§ DIRECTIONS
Aside from the pictures, the entries should be given again exactly.

++++++++++++++++++++

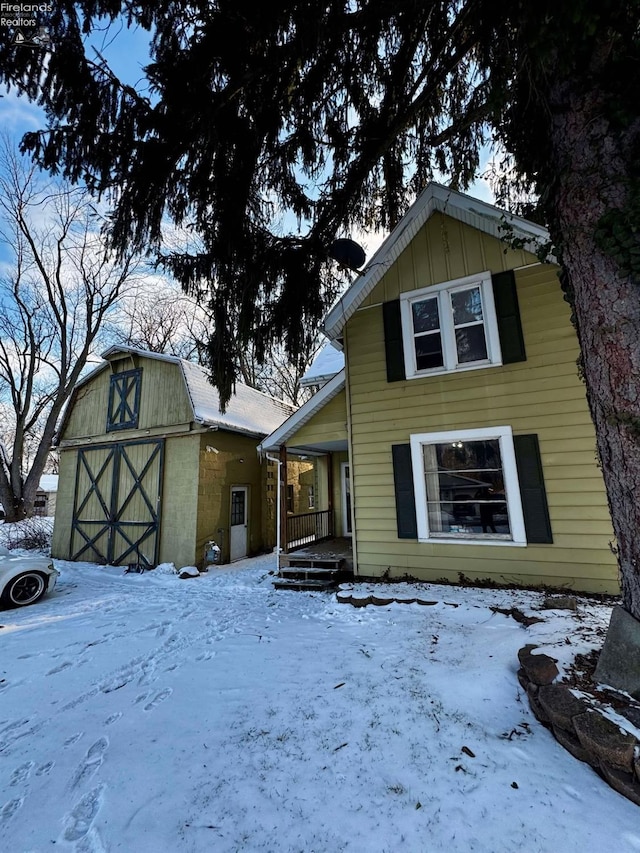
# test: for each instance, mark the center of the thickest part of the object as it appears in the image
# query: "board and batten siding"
(328, 424)
(542, 395)
(163, 400)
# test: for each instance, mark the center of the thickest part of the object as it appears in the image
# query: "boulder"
(619, 662)
(540, 669)
(606, 740)
(561, 706)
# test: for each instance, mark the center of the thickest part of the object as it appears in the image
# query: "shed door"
(116, 515)
(238, 526)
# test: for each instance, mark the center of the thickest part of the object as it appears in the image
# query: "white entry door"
(238, 526)
(346, 498)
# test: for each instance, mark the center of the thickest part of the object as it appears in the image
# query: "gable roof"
(328, 362)
(248, 411)
(284, 432)
(434, 198)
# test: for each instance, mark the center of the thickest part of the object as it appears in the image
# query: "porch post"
(330, 491)
(283, 500)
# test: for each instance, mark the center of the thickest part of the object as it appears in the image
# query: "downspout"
(278, 511)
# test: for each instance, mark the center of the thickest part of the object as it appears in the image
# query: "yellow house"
(457, 441)
(151, 470)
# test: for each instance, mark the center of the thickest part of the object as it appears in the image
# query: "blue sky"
(127, 51)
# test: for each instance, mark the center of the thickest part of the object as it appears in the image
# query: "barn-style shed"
(151, 470)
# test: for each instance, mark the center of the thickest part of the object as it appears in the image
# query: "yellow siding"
(443, 250)
(542, 395)
(179, 500)
(163, 401)
(329, 424)
(235, 464)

++++++++++++++++++++

§ ANSWER BOX
# test: for each instance, mark the center of the thickest part of the object as it appears in the image
# query: "board and batten siding"
(328, 424)
(542, 395)
(163, 400)
# test: for each instance, mark the center of the thickest part of the object as it appears in the image
# query: "boulder"
(619, 662)
(540, 669)
(606, 740)
(561, 706)
# test: for each instance, mark the center of the thickest part of the object as it appears in the image
# query: "shed door"
(116, 515)
(238, 526)
# test: for each instance, mark the center of the thickest part of the object as it appears in the image
# query: "white entry door"
(238, 526)
(346, 498)
# test: for each instance, mark the center of the thickest part of the object as it appears in the image
# query: "gable roof"
(328, 362)
(248, 411)
(284, 432)
(434, 198)
# test: for each instance, mark the center of the thickest part of the object as it appears in the image
# query: "porch post"
(330, 491)
(283, 500)
# test: for each instance, mark the center of the thickest part of the object as it appears in the image
# query: "downspout"
(278, 511)
# test: for each instance, mark the center of the thickest part of the object as it appears in the image
# query: "yellow house"
(457, 441)
(151, 470)
# test: for each instance, mark the center of the thickest part of the object as it appears in the image
# query: "blue sky"
(127, 51)
# test: for each instance, mark the center of the thickest part of the object as it appears in the image
# query: "barn-style shed"
(151, 470)
# test: for each instance, mark the center of the thickest part of the object as it appears in the image
# query: "yellow siding"
(443, 250)
(542, 395)
(179, 500)
(163, 401)
(329, 424)
(235, 464)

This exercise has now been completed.